Location labeling rows:
· · · ·

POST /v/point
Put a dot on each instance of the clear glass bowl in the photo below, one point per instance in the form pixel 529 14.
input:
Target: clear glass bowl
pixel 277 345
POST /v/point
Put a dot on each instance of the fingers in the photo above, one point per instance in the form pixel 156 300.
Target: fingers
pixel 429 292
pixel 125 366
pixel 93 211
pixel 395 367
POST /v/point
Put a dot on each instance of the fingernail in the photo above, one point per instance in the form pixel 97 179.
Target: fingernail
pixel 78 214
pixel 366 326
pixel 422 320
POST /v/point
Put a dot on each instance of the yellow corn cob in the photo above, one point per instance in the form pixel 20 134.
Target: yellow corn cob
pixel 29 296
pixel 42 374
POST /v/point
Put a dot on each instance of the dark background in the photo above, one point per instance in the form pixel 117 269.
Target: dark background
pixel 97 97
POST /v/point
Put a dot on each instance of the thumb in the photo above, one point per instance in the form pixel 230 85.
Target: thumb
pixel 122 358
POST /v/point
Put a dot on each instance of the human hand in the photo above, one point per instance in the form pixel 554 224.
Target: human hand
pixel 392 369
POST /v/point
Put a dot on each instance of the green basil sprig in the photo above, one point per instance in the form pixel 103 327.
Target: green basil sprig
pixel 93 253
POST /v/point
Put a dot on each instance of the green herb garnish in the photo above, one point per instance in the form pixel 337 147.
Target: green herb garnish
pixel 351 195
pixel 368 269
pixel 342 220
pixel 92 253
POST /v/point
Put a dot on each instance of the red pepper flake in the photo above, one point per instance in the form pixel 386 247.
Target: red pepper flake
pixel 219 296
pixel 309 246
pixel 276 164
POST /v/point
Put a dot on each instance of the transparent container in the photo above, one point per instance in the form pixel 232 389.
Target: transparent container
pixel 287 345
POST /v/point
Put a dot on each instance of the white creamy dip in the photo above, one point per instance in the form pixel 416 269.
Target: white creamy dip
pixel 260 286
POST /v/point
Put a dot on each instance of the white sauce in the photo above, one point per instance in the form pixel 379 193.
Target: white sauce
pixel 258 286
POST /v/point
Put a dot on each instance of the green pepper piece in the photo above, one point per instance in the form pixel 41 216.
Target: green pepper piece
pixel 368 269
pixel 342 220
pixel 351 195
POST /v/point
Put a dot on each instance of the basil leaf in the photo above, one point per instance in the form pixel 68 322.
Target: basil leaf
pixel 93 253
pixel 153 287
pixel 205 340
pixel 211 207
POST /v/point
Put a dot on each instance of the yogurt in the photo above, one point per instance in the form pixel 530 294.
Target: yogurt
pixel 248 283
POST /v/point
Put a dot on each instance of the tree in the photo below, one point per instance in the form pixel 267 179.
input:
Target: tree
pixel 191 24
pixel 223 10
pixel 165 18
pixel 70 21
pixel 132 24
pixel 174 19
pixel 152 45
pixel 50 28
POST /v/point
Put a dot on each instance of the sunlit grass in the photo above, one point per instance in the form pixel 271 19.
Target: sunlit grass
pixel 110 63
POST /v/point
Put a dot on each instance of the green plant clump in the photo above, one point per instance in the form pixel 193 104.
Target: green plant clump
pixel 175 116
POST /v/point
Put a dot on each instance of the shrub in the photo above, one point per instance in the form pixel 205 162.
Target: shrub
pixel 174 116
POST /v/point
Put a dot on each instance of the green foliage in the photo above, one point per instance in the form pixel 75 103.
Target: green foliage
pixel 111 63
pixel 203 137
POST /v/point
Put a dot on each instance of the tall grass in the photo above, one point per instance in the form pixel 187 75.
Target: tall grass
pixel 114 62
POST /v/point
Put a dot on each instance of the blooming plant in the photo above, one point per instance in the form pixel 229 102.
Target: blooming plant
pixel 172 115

· · · ·

Written problem:
Retype every one of the rows above, keeping each line identical to the original.

Correct answer:
POST /v/point
Put a dot on each instance of the clear glass bowl in the photo below, one point per instance in the form pixel 529 14.
input:
Target: clear glass bowl
pixel 277 345
POST /v/point
Put a dot on each instance of the fingers in the photo above, one point per instance in the form pixel 156 300.
Target: fingers
pixel 429 292
pixel 125 366
pixel 93 211
pixel 395 367
POST /v/point
Put a dot on each instance of the fingernail in the photo above, one point per instance in the form pixel 97 179.
Target: fingernail
pixel 78 214
pixel 366 326
pixel 422 320
POST /v/point
Put a dot on each instance of the yellow corn cob in the photo above, one point per instance in the form pixel 20 134.
Target: yellow corn cob
pixel 29 296
pixel 42 374
POST /v/point
Put a dot on each instance of the dark background in the photo above, one point per instance in the form pixel 117 269.
Target: dark background
pixel 97 97
POST /v/point
Put a dot on each instance of the thumb in the photo above, one point per instance in the form pixel 230 85.
Target: thumb
pixel 122 358
POST /v/point
Put a dot on each instance of the human hand in the photo above, one point per instance in the form pixel 554 224.
Target: human hand
pixel 392 369
POST /v/point
Put a dot on each instance of the green basil sprig in the photo above, one point per instance in the form pixel 103 327.
Target: green basil sprig
pixel 93 253
POST /v/point
Put a dot on each instance of the green herb garnish in the photo above, one point per instance in the form pixel 337 147.
Target: green herb garnish
pixel 351 195
pixel 368 269
pixel 342 220
pixel 92 253
POST /v/point
Put a dot on each instance of the red pepper flake in the photo above, one point per instance in the form pixel 386 247.
Target: red pepper flake
pixel 219 296
pixel 309 246
pixel 276 164
POST /v/point
Put a dot on each instance of the transparent container in the photo above, one point per instance in the form pixel 232 389.
Target: transparent container
pixel 287 345
POST /v/point
Put a dot on each instance of the white creamy dip in the photo above, one point per instance in the form pixel 416 269.
Target: white creamy dip
pixel 260 286
POST /v/point
Put a dot on each instance of the white sauce in the photo above, one point per instance in the form pixel 379 193.
Target: white sauce
pixel 258 286
POST /v/point
Put a dot on each instance of the green pepper piece in the photo above, one point per instance in the form pixel 41 216.
Target: green pepper piece
pixel 368 269
pixel 342 220
pixel 351 195
POST /v/point
Put a dot on each instance of the basil leaf in the photo above, one point per instance in the form pixel 68 322.
Target: basil leaf
pixel 93 253
pixel 153 287
pixel 205 340
pixel 211 207
POST /v/point
Put a dot on each instance of the yogurt in the photo above, one point per instance in the form pixel 530 294.
Target: yogurt
pixel 248 283
POST /v/point
Put a dot on each instance of the tree in the photo below, one point per instance in the form pixel 267 179.
input:
Target: tree
pixel 191 24
pixel 223 10
pixel 165 18
pixel 70 21
pixel 132 24
pixel 174 19
pixel 152 45
pixel 50 28
POST /v/point
Put a dot on each instance of the sunlit grass in the photo above, one point per instance in the form pixel 271 19.
Target: sunlit grass
pixel 110 63
POST /v/point
Put a dot on each instance of the green plant clump in the photo above, one point per instance in the form pixel 193 104.
Target: green plant clump
pixel 175 116
POST /v/point
Put a dot on each instance of the shrub in the photo above, one point per instance in the form pixel 205 162.
Target: shrub
pixel 174 116
POST /v/point
Put a dot on each instance of the green foliage in the photo above, one point per instance in the form pixel 75 103.
Target: green foliage
pixel 111 63
pixel 203 137
POST /v/point
Put a dot on each instance of the tall grass in the photo above, one point per instance in the form pixel 187 75.
Target: tall grass
pixel 114 62
POST /v/point
Put a dot on each instance of the blooming plant in the photo above, one point per instance in the form pixel 229 102.
Target: blooming plant
pixel 172 115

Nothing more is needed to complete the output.